What is needed:
Can you quote exactly the stretch of lines from the one with "Reviewer note: every instance of the blue fabric" through the final line of the material, both ends included?

===

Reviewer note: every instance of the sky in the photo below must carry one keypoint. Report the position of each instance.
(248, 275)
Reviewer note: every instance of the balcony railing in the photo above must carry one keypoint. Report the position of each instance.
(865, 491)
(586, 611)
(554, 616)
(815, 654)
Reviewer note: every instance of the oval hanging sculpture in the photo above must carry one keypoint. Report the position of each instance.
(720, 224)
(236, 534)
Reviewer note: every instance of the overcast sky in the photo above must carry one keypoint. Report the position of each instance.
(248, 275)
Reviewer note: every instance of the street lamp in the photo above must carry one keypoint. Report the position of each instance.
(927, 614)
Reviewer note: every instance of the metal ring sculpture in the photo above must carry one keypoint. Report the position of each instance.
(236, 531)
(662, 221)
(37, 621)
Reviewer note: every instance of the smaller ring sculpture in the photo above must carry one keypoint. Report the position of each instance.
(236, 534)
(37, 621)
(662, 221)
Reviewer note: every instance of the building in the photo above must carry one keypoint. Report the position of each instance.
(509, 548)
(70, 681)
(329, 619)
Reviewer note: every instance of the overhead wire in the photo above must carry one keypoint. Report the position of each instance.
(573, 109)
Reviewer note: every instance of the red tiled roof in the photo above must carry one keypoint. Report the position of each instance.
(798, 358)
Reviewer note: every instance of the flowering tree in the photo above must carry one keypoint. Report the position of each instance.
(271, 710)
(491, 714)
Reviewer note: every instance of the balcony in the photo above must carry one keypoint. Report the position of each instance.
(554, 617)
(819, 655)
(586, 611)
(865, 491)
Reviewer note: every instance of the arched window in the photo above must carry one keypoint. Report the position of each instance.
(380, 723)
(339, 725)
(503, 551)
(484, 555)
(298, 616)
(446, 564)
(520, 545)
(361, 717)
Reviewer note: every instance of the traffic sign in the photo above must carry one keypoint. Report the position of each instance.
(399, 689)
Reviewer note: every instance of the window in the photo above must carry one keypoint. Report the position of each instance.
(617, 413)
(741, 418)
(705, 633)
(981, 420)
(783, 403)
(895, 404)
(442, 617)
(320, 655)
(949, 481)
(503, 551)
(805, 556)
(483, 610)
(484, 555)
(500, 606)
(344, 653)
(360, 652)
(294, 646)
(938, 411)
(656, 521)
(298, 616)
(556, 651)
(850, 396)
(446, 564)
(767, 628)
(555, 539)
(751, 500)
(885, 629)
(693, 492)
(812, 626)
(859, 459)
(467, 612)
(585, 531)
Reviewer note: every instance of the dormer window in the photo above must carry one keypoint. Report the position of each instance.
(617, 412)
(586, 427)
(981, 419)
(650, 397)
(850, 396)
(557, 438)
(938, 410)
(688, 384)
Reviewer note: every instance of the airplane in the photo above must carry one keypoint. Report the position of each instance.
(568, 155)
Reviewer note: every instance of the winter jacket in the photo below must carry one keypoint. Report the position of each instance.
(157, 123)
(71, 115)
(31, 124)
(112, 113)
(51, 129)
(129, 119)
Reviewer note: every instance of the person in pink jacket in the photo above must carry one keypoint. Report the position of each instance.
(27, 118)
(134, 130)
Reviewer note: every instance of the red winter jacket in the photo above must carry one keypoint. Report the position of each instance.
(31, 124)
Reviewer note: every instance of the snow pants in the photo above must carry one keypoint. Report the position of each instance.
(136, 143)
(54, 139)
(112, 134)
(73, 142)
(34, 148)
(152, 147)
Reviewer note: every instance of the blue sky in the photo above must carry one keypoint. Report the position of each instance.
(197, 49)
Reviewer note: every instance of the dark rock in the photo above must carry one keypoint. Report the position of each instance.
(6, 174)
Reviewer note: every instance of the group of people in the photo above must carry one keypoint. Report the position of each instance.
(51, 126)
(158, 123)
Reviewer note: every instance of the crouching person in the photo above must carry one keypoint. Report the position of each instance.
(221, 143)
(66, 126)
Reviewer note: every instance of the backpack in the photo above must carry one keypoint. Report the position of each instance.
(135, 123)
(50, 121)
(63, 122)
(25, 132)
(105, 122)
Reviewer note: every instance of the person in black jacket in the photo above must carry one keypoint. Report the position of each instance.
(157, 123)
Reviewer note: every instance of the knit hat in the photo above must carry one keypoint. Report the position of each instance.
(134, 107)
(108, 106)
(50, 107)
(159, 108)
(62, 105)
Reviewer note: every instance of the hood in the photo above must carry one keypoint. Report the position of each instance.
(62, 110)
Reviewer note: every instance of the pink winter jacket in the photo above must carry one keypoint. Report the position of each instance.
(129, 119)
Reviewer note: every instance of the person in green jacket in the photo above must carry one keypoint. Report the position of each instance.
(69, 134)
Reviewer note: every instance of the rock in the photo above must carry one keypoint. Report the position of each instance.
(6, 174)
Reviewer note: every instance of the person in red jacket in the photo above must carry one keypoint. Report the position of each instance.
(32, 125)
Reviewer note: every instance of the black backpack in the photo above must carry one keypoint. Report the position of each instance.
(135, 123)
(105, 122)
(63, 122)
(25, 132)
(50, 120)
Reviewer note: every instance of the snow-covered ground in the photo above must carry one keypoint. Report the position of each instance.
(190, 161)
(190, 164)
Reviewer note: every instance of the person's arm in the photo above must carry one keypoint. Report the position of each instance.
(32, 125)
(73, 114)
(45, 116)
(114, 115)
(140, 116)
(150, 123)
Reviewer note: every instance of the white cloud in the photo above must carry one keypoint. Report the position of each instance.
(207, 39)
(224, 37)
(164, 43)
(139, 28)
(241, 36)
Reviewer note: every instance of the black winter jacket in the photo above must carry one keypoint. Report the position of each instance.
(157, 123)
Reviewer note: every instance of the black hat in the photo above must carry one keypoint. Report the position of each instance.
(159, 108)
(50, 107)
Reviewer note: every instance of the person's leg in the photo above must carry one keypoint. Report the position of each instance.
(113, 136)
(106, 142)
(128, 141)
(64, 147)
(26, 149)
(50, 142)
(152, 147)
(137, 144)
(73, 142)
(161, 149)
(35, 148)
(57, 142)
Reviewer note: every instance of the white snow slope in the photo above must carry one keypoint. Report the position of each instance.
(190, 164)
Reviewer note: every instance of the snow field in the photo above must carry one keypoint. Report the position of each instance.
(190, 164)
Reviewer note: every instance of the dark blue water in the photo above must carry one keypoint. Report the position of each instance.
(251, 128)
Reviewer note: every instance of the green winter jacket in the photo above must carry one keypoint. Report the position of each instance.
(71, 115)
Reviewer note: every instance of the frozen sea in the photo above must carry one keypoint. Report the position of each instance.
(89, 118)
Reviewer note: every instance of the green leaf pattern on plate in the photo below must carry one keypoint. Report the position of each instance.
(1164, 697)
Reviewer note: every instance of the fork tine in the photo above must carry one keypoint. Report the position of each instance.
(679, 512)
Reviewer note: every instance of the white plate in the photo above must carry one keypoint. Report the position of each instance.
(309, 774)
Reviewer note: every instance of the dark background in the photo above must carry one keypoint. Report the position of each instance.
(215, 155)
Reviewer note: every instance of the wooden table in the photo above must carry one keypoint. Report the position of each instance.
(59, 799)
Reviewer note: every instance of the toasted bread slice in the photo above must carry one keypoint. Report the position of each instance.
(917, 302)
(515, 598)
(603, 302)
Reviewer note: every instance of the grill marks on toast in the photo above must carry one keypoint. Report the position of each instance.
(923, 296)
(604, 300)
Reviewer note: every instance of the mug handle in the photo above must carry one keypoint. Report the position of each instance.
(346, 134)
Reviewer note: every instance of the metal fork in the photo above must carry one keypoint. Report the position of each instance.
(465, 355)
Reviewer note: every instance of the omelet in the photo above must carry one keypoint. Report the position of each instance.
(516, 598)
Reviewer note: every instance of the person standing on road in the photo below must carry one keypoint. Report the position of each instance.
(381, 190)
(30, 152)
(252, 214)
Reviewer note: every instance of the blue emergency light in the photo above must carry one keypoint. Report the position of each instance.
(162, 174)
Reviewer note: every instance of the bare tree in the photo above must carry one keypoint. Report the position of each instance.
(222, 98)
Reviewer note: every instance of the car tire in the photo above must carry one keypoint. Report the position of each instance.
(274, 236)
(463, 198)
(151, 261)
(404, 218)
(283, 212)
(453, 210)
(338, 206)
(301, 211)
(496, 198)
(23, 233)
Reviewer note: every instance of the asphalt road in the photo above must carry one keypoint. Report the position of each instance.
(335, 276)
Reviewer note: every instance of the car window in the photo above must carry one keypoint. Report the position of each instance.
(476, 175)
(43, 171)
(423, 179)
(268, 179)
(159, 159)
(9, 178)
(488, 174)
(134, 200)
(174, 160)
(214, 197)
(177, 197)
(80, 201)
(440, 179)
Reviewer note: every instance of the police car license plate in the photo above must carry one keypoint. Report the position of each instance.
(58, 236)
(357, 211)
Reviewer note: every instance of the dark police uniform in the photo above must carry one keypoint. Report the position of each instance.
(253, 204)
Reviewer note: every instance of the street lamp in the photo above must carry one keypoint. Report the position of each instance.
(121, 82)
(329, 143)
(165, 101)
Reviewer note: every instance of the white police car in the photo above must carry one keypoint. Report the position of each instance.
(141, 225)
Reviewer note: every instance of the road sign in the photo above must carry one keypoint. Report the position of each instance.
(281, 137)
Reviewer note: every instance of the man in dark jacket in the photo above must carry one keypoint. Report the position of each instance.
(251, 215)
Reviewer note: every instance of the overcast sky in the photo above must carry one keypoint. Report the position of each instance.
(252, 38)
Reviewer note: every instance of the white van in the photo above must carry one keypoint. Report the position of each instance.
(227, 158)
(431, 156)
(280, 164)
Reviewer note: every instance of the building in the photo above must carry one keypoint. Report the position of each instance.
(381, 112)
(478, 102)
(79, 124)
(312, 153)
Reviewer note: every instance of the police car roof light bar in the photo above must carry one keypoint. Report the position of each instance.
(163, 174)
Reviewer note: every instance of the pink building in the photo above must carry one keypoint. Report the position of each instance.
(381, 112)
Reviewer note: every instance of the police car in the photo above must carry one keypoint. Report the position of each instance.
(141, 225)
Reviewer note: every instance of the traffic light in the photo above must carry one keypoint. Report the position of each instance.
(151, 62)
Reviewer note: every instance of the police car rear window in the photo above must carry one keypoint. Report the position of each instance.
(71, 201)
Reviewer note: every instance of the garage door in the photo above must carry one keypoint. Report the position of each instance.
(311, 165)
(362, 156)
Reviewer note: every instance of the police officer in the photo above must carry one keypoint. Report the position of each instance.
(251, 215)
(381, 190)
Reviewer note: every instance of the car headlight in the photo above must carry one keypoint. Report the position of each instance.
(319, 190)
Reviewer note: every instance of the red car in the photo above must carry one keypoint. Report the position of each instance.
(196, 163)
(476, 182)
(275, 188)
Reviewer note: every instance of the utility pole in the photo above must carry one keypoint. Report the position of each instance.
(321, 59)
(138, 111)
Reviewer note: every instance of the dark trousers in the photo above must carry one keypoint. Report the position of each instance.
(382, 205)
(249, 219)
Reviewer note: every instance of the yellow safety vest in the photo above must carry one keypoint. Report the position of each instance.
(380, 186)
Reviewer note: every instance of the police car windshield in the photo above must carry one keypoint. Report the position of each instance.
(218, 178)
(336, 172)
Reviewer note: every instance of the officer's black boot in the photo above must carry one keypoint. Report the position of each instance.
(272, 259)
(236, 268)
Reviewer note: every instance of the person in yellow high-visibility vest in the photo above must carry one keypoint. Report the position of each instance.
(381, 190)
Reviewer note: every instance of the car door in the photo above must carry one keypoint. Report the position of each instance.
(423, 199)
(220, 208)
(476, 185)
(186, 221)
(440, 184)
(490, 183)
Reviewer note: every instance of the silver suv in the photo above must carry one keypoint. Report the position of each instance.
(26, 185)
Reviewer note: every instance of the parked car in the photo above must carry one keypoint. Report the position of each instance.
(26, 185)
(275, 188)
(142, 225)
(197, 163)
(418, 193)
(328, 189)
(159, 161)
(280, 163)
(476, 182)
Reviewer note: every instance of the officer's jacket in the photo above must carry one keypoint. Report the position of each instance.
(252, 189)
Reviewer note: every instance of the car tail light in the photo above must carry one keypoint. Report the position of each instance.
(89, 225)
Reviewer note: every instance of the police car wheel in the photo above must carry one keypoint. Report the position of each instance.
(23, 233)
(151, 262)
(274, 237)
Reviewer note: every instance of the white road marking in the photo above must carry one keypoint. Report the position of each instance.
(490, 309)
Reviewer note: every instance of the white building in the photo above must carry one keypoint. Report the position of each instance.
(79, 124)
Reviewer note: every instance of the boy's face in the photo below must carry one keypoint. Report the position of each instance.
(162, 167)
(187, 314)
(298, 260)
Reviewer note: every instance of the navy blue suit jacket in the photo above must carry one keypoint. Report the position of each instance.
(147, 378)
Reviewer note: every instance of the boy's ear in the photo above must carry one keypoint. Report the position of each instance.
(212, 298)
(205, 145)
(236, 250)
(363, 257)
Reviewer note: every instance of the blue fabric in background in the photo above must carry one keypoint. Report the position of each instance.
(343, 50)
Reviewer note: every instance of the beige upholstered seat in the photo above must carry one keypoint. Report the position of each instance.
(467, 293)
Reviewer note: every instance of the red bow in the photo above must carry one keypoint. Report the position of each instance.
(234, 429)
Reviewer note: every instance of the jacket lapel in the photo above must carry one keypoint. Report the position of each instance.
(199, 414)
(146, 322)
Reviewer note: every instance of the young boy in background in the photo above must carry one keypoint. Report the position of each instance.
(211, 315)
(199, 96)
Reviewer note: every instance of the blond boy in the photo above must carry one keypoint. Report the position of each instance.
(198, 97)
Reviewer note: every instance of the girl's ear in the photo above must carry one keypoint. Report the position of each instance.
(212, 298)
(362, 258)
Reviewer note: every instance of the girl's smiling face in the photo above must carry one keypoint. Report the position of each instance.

===

Solution for this problem:
Reviewer note: every instance of the blue fabric in background in the photo above must carry one keypoint. Report the position of each instance.
(343, 50)
Reviewer note: every instance of the beige upholstered seat in the photo above must carry one keypoint. Report the position of each instance.
(467, 293)
Reviewer note: every instance of the red bow in the photo above must carry one keypoint. Report the position of each instance.
(234, 429)
Reviewer note: every instance of the jacket lapel in the photo above must carry one keypoint. Report the position of each instance.
(199, 414)
(146, 322)
Reviewer note: every instance of the young boy in background in the photo above must carry one keypoint. Report the position of each instance.
(211, 315)
(199, 96)
Reviewer note: every instance of the blond boy in the photo above must carry one keypoint. Report the position of each instance.
(198, 97)
Reviewer note: every instance of the girl's ear in the photo above must carry one keypoint. Report the position of each instance.
(212, 298)
(362, 258)
Reviewer note: every instance of the girl's smiling face in the photo above must carry one keypoint. Report the position of each instance.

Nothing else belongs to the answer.